> [Aim]
Render the entries below, from the line containing "A reviewer flagged gravel" through the end of the entries, as a Markdown table with the columns "Row" and "Text," giving each line its row number and omitting any blank lines.

> [Supplied data]
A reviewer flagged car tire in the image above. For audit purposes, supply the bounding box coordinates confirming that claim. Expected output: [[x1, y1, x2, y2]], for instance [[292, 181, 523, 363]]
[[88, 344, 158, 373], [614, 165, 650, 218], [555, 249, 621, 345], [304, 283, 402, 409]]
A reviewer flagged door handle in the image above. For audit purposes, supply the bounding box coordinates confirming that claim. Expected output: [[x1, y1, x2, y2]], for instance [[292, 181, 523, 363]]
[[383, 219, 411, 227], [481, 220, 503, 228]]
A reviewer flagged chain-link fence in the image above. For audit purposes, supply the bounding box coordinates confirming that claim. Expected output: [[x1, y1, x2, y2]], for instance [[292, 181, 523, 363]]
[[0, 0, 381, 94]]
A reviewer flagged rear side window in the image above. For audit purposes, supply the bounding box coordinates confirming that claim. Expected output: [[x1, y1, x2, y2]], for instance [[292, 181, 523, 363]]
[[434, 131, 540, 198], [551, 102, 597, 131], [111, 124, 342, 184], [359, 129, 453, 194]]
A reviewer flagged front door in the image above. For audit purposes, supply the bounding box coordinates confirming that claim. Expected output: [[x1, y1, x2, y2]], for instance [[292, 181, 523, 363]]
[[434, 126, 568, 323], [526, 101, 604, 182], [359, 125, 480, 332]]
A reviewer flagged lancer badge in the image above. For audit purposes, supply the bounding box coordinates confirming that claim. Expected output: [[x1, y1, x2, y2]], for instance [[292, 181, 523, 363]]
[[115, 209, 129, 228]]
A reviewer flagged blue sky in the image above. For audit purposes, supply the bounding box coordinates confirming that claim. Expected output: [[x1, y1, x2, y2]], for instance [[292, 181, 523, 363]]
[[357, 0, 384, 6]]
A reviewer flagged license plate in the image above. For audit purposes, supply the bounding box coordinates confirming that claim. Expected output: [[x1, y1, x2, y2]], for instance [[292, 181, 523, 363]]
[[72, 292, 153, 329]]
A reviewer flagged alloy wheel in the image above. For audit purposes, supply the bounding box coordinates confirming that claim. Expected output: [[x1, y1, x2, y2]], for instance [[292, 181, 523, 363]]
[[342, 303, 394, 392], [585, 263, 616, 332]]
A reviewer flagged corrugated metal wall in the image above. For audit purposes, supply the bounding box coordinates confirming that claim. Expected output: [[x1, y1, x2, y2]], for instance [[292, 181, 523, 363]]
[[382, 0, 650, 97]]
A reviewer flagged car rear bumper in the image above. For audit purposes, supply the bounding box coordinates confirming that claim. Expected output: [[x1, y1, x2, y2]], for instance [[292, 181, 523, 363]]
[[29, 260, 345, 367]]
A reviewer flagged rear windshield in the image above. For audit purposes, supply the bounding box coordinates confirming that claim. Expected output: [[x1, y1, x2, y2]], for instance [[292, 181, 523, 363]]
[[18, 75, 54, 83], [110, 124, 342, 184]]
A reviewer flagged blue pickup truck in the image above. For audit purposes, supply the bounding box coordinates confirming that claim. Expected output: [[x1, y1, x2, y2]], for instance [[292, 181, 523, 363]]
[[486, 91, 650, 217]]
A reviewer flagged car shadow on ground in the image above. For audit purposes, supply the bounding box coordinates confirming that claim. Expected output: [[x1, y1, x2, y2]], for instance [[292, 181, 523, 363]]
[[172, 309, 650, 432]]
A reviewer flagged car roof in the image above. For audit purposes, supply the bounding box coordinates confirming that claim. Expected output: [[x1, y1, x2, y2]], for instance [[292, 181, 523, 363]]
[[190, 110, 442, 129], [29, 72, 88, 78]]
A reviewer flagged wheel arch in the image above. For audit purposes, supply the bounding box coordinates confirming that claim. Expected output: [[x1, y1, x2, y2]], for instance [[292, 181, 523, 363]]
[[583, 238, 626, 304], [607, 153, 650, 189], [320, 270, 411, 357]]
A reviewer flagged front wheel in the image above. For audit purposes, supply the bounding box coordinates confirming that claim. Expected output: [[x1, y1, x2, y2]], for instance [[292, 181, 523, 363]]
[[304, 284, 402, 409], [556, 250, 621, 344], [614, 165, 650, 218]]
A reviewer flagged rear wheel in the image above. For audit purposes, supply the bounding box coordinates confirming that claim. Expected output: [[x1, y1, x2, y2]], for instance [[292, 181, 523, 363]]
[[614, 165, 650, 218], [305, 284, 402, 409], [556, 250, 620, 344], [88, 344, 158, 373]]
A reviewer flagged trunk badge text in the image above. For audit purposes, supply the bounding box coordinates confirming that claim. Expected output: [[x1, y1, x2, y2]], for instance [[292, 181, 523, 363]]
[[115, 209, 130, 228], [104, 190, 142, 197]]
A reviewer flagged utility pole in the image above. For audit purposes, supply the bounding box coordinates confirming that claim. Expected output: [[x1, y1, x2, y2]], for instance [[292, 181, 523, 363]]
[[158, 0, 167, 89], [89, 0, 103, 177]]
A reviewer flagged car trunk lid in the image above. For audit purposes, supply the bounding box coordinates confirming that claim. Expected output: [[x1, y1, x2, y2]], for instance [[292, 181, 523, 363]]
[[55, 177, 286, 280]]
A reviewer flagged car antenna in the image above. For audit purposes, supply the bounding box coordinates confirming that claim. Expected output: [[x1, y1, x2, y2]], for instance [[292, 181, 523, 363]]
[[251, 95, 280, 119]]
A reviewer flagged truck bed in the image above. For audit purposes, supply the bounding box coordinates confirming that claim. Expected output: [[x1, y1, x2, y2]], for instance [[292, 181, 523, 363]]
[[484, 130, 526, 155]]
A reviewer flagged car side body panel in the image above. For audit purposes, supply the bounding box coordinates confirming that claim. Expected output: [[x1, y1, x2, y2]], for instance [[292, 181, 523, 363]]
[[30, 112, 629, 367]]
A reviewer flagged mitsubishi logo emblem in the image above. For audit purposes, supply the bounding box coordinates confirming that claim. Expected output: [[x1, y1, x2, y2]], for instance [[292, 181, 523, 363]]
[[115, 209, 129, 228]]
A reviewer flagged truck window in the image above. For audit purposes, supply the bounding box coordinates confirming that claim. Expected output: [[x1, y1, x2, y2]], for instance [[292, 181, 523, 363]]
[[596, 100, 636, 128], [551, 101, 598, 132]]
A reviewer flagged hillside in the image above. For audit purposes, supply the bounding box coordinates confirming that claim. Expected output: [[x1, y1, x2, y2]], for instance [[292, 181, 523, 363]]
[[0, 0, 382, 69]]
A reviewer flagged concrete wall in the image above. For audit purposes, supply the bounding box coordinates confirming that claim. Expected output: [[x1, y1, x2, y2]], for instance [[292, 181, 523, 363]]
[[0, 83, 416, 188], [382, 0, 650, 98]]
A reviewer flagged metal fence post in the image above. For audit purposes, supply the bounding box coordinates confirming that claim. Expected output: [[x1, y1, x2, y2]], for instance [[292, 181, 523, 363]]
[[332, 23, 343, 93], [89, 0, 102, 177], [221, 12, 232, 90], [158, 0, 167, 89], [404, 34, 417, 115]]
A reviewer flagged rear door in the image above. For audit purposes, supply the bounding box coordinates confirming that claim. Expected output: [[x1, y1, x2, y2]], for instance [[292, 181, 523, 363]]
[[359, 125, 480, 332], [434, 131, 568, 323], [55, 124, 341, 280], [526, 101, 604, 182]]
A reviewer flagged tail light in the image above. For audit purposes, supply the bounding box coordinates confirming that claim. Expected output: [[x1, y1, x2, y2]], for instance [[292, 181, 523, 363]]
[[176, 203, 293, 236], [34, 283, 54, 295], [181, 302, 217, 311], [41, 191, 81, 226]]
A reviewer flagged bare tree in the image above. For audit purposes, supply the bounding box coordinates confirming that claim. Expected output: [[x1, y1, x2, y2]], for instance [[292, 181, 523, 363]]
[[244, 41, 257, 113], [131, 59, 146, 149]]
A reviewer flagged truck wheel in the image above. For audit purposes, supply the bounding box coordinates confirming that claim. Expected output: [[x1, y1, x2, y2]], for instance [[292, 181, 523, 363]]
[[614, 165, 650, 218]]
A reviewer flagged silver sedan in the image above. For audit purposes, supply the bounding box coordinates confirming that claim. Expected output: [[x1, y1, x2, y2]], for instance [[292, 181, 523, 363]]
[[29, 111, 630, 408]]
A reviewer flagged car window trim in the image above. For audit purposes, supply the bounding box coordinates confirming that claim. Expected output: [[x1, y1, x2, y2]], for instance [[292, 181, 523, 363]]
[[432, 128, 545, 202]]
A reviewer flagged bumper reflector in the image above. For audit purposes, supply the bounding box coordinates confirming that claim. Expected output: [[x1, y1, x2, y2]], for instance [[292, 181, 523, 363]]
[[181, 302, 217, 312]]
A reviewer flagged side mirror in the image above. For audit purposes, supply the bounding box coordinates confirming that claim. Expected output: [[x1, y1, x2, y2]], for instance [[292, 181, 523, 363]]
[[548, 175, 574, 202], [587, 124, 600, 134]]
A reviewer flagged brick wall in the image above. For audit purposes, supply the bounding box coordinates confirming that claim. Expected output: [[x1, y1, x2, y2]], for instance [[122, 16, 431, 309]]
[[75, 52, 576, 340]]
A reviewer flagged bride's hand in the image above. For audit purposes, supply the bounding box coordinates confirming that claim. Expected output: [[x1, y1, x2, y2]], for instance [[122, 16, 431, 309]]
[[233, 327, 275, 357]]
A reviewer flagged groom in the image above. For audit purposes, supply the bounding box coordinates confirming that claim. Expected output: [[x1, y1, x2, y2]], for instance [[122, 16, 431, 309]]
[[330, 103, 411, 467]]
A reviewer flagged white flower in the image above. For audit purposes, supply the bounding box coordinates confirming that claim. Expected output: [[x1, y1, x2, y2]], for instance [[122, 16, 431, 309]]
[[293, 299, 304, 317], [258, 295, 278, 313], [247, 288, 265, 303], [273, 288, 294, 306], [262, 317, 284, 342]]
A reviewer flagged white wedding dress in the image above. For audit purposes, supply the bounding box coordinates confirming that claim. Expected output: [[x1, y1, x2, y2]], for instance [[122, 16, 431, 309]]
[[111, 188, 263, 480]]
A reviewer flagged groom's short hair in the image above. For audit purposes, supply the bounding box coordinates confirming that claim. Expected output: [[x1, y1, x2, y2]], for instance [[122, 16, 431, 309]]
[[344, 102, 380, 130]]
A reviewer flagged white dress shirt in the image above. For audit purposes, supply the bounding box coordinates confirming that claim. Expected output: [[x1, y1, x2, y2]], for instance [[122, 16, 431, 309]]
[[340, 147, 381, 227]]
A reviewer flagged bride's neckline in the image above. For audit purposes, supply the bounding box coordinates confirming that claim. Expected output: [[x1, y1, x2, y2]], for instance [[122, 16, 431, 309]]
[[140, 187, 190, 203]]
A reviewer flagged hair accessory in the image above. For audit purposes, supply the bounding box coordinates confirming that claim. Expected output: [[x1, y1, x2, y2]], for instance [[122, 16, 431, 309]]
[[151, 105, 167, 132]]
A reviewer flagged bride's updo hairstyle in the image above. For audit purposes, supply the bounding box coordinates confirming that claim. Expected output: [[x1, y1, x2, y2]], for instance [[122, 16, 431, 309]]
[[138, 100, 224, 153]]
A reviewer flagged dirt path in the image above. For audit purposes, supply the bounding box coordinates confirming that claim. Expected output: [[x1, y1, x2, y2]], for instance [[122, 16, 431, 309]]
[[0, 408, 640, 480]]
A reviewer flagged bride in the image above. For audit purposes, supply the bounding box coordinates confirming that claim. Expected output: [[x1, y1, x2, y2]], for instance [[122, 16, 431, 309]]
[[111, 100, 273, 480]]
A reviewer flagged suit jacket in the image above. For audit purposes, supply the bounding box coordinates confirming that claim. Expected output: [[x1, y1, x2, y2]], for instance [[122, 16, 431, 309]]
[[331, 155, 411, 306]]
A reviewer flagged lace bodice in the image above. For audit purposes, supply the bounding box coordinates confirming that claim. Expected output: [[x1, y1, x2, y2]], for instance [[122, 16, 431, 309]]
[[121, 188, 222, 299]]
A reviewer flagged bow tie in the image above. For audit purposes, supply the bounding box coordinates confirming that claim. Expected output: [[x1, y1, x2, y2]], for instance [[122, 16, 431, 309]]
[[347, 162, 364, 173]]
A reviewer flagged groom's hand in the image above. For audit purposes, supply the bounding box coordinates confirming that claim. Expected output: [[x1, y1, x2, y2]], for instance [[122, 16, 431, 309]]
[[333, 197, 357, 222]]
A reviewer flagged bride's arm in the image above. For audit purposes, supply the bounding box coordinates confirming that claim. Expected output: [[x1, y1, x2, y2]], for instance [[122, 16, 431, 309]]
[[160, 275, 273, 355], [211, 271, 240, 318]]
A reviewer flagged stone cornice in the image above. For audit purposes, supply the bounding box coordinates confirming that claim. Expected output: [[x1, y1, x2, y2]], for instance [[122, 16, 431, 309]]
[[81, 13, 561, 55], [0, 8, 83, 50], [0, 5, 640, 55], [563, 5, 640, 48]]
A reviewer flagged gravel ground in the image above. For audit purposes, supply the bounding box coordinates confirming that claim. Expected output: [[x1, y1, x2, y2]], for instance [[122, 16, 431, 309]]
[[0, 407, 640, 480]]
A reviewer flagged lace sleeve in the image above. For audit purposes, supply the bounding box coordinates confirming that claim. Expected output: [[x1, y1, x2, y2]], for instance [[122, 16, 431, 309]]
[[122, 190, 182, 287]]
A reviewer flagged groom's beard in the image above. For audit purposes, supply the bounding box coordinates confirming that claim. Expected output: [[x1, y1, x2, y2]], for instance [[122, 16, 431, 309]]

> [Exercise answer]
| Row | Text |
|---|---|
| 1 | A reviewer flagged gravel ground in the image above. For audit purposes, supply the bounding box coordinates confirming that claim. Expected output: [[x1, y1, x2, y2]], for instance [[122, 16, 431, 309]] |
| 2 | [[0, 407, 640, 480]] |
| 3 | A reviewer flagged lace sleeve in the image above. For audit purposes, supply the bounding box coordinates confirming that claim. Expected output: [[x1, y1, x2, y2]], for instance [[122, 16, 431, 309]] |
| 4 | [[122, 190, 182, 287]] |
| 5 | A reviewer flagged groom's beard in the image above. For audit purposes, supply the bounding box coordinates confirming that claim. Expected output: [[x1, y1, x2, y2]], for instance [[122, 16, 431, 309]] |